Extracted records
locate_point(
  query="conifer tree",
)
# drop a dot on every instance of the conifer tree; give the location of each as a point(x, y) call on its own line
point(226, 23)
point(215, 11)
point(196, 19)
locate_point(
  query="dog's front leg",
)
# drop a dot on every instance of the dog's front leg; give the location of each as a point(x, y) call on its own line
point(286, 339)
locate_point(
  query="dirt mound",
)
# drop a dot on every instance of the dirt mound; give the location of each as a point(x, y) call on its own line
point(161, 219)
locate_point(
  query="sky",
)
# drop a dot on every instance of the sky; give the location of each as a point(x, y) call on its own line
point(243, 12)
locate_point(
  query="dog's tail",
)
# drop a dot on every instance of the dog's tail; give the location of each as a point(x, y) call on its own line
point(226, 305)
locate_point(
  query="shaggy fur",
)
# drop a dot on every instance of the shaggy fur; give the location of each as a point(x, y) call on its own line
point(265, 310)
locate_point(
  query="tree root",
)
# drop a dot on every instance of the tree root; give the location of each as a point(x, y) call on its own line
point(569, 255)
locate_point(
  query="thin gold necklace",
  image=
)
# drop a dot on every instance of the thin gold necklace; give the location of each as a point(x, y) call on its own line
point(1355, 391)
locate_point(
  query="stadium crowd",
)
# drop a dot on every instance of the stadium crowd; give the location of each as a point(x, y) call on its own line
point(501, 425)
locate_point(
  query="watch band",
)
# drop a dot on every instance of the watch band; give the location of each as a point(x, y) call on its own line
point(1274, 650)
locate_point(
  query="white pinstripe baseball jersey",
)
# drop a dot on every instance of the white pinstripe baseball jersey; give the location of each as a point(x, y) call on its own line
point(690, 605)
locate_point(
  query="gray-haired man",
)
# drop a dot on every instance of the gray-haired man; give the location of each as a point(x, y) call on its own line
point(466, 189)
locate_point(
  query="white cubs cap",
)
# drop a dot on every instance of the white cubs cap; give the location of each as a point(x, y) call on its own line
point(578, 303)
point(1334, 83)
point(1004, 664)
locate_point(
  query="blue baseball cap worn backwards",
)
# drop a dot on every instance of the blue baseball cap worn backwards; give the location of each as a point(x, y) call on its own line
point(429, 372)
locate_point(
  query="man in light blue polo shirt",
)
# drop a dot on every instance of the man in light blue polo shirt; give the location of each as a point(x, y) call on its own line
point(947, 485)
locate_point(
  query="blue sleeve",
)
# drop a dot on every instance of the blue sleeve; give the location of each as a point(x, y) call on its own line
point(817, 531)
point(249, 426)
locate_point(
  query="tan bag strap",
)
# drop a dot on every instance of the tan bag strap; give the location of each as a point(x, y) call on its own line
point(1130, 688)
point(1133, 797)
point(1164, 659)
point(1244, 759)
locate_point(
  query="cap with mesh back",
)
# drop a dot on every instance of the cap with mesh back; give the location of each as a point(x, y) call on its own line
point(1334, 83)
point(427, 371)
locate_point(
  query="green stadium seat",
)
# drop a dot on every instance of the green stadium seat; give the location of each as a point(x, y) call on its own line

• _What needs to be done_
Only the count belongs in your answer, so please work out how many lines of the data contain "green".

• _Output_
2